##### AVAILABLE RECORDS

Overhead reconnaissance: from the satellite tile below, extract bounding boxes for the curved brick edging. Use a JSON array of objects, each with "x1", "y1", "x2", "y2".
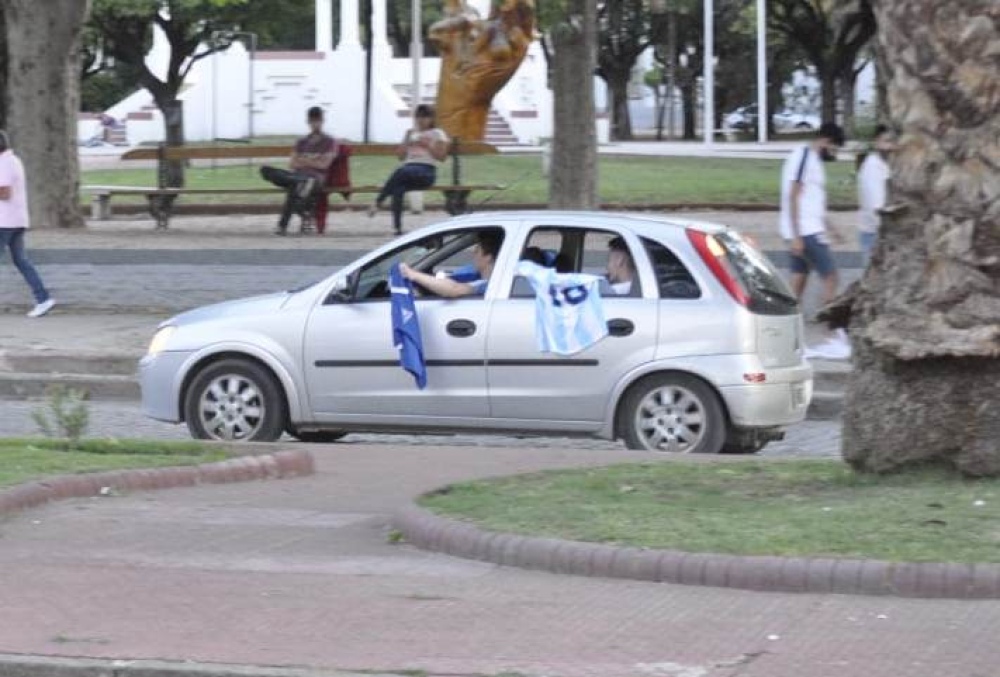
[
  {"x1": 0, "y1": 451, "x2": 315, "y2": 516},
  {"x1": 393, "y1": 505, "x2": 1000, "y2": 599}
]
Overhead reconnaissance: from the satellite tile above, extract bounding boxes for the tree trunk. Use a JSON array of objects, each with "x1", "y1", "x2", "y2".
[
  {"x1": 681, "y1": 83, "x2": 698, "y2": 141},
  {"x1": 841, "y1": 0, "x2": 1000, "y2": 476},
  {"x1": 0, "y1": 4, "x2": 7, "y2": 129},
  {"x1": 549, "y1": 0, "x2": 598, "y2": 209},
  {"x1": 159, "y1": 99, "x2": 184, "y2": 188},
  {"x1": 840, "y1": 70, "x2": 857, "y2": 138},
  {"x1": 605, "y1": 70, "x2": 632, "y2": 141},
  {"x1": 4, "y1": 0, "x2": 90, "y2": 228},
  {"x1": 819, "y1": 71, "x2": 837, "y2": 122}
]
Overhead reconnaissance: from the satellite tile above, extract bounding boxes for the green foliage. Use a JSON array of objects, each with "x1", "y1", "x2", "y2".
[
  {"x1": 421, "y1": 459, "x2": 1000, "y2": 563},
  {"x1": 0, "y1": 438, "x2": 227, "y2": 487},
  {"x1": 31, "y1": 386, "x2": 90, "y2": 449}
]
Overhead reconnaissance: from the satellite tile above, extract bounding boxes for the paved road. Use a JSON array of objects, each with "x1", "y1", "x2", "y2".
[
  {"x1": 0, "y1": 257, "x2": 860, "y2": 316},
  {"x1": 0, "y1": 445, "x2": 1000, "y2": 677},
  {"x1": 0, "y1": 400, "x2": 840, "y2": 457}
]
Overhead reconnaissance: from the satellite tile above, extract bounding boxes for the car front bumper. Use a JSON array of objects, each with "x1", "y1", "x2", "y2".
[
  {"x1": 720, "y1": 378, "x2": 813, "y2": 428},
  {"x1": 139, "y1": 351, "x2": 193, "y2": 423}
]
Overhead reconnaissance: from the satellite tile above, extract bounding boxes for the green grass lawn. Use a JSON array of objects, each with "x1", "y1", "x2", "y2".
[
  {"x1": 421, "y1": 461, "x2": 1000, "y2": 562},
  {"x1": 0, "y1": 439, "x2": 228, "y2": 487},
  {"x1": 81, "y1": 155, "x2": 855, "y2": 205}
]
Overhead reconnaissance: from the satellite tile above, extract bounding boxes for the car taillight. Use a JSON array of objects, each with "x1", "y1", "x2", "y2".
[{"x1": 687, "y1": 229, "x2": 750, "y2": 308}]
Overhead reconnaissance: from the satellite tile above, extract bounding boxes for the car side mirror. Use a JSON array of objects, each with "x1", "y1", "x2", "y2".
[{"x1": 326, "y1": 275, "x2": 357, "y2": 304}]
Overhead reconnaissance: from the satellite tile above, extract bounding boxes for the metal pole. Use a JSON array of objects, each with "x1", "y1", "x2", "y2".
[
  {"x1": 757, "y1": 0, "x2": 771, "y2": 143},
  {"x1": 410, "y1": 0, "x2": 424, "y2": 115},
  {"x1": 362, "y1": 0, "x2": 374, "y2": 143},
  {"x1": 247, "y1": 33, "x2": 257, "y2": 143},
  {"x1": 702, "y1": 0, "x2": 715, "y2": 146}
]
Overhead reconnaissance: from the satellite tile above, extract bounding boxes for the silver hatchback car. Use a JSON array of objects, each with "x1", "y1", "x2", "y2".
[{"x1": 140, "y1": 212, "x2": 812, "y2": 453}]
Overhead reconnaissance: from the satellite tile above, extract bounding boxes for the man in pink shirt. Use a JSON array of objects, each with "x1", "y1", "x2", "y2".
[{"x1": 0, "y1": 131, "x2": 56, "y2": 317}]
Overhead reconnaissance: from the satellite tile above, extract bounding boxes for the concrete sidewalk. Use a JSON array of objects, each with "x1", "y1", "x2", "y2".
[
  {"x1": 28, "y1": 211, "x2": 857, "y2": 251},
  {"x1": 0, "y1": 444, "x2": 1000, "y2": 677}
]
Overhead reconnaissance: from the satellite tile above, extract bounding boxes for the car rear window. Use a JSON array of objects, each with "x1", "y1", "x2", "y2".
[
  {"x1": 642, "y1": 237, "x2": 701, "y2": 299},
  {"x1": 715, "y1": 231, "x2": 799, "y2": 315}
]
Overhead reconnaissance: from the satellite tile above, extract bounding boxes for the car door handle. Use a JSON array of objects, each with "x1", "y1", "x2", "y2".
[
  {"x1": 608, "y1": 318, "x2": 635, "y2": 336},
  {"x1": 447, "y1": 320, "x2": 476, "y2": 338}
]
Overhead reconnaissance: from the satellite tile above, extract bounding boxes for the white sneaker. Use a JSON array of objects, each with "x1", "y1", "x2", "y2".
[{"x1": 28, "y1": 299, "x2": 56, "y2": 317}]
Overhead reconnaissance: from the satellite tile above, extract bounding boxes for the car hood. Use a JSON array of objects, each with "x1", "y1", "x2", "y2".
[{"x1": 163, "y1": 292, "x2": 292, "y2": 327}]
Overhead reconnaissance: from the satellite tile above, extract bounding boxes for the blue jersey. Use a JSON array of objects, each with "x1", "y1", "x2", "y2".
[{"x1": 517, "y1": 261, "x2": 608, "y2": 355}]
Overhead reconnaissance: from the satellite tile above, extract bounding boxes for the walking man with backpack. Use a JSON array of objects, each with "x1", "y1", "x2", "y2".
[
  {"x1": 780, "y1": 122, "x2": 851, "y2": 359},
  {"x1": 0, "y1": 130, "x2": 56, "y2": 317}
]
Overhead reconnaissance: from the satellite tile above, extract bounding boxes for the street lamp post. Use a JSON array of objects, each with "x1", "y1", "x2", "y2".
[
  {"x1": 757, "y1": 0, "x2": 771, "y2": 143},
  {"x1": 702, "y1": 0, "x2": 715, "y2": 146},
  {"x1": 212, "y1": 31, "x2": 257, "y2": 143},
  {"x1": 410, "y1": 0, "x2": 424, "y2": 115}
]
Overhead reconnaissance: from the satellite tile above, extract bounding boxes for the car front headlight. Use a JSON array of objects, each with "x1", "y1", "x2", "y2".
[{"x1": 146, "y1": 326, "x2": 177, "y2": 356}]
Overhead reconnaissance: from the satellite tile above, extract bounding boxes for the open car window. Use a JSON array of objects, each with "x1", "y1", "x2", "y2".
[
  {"x1": 350, "y1": 228, "x2": 502, "y2": 302},
  {"x1": 510, "y1": 226, "x2": 642, "y2": 298}
]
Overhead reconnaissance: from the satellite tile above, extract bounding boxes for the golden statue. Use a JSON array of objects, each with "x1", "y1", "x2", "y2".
[{"x1": 429, "y1": 0, "x2": 535, "y2": 141}]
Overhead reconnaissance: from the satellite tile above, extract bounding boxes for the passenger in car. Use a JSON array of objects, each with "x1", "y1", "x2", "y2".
[
  {"x1": 399, "y1": 231, "x2": 503, "y2": 298},
  {"x1": 607, "y1": 237, "x2": 635, "y2": 296}
]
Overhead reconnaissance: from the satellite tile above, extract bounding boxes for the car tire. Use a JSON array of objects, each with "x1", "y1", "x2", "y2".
[
  {"x1": 289, "y1": 430, "x2": 347, "y2": 444},
  {"x1": 618, "y1": 374, "x2": 726, "y2": 454},
  {"x1": 184, "y1": 358, "x2": 288, "y2": 442}
]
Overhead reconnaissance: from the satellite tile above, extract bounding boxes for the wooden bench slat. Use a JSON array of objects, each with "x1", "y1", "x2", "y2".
[
  {"x1": 85, "y1": 184, "x2": 507, "y2": 196},
  {"x1": 121, "y1": 141, "x2": 500, "y2": 160}
]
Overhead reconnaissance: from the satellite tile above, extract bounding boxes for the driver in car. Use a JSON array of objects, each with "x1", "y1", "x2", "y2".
[{"x1": 399, "y1": 231, "x2": 503, "y2": 299}]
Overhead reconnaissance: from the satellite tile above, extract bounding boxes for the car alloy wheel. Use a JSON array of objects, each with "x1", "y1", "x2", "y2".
[
  {"x1": 185, "y1": 359, "x2": 285, "y2": 442},
  {"x1": 198, "y1": 374, "x2": 267, "y2": 440},
  {"x1": 619, "y1": 374, "x2": 726, "y2": 454}
]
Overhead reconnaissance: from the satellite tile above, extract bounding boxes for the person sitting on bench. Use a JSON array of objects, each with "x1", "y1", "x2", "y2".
[
  {"x1": 368, "y1": 104, "x2": 449, "y2": 235},
  {"x1": 260, "y1": 106, "x2": 338, "y2": 235}
]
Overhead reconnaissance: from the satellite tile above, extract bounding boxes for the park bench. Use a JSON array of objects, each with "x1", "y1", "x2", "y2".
[{"x1": 90, "y1": 139, "x2": 506, "y2": 229}]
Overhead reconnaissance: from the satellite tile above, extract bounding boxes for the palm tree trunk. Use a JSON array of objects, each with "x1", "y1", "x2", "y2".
[
  {"x1": 4, "y1": 0, "x2": 90, "y2": 228},
  {"x1": 549, "y1": 0, "x2": 598, "y2": 209},
  {"x1": 840, "y1": 0, "x2": 1000, "y2": 476}
]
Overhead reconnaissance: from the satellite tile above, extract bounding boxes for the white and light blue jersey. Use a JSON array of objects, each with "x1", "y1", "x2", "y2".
[{"x1": 517, "y1": 261, "x2": 608, "y2": 355}]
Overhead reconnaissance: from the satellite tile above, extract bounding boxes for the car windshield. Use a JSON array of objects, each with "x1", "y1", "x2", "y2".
[{"x1": 715, "y1": 231, "x2": 798, "y2": 315}]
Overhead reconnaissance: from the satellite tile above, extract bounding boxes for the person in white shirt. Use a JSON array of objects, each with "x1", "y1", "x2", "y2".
[
  {"x1": 399, "y1": 230, "x2": 503, "y2": 299},
  {"x1": 368, "y1": 104, "x2": 450, "y2": 235},
  {"x1": 780, "y1": 122, "x2": 851, "y2": 359},
  {"x1": 0, "y1": 130, "x2": 55, "y2": 317},
  {"x1": 607, "y1": 237, "x2": 635, "y2": 296},
  {"x1": 858, "y1": 125, "x2": 896, "y2": 267},
  {"x1": 780, "y1": 122, "x2": 844, "y2": 304}
]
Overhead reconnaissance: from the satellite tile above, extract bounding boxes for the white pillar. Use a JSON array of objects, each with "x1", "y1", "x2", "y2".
[
  {"x1": 757, "y1": 0, "x2": 770, "y2": 143},
  {"x1": 702, "y1": 0, "x2": 715, "y2": 146},
  {"x1": 342, "y1": 0, "x2": 361, "y2": 49},
  {"x1": 316, "y1": 0, "x2": 333, "y2": 52},
  {"x1": 374, "y1": 0, "x2": 389, "y2": 49}
]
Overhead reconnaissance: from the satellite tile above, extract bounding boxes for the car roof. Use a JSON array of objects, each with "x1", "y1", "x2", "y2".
[{"x1": 449, "y1": 210, "x2": 728, "y2": 234}]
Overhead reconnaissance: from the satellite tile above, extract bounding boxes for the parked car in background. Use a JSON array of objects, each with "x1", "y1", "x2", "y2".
[
  {"x1": 722, "y1": 104, "x2": 758, "y2": 132},
  {"x1": 140, "y1": 211, "x2": 812, "y2": 453},
  {"x1": 771, "y1": 110, "x2": 820, "y2": 132},
  {"x1": 723, "y1": 104, "x2": 820, "y2": 132}
]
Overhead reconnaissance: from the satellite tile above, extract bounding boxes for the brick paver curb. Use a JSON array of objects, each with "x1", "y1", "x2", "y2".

##########

= WHAT TO WORK ON =
Which lines in the entries above contain the string "person"? Pull out each of those lines, treating case as significant.

= WRITTEN RESPONSE =
Overhead reconnaissance: from the satellite tile above, extract bounding boxes for the person sitting on bench. Use a JSON array of objects, each with "x1", "y1", "x2", "y2".
Overhead reconnaissance: from the satellite tile above, extract bounding boxes for the person in white shirt. Use a JSON array of objects, each with "x1", "y1", "x2", "y2".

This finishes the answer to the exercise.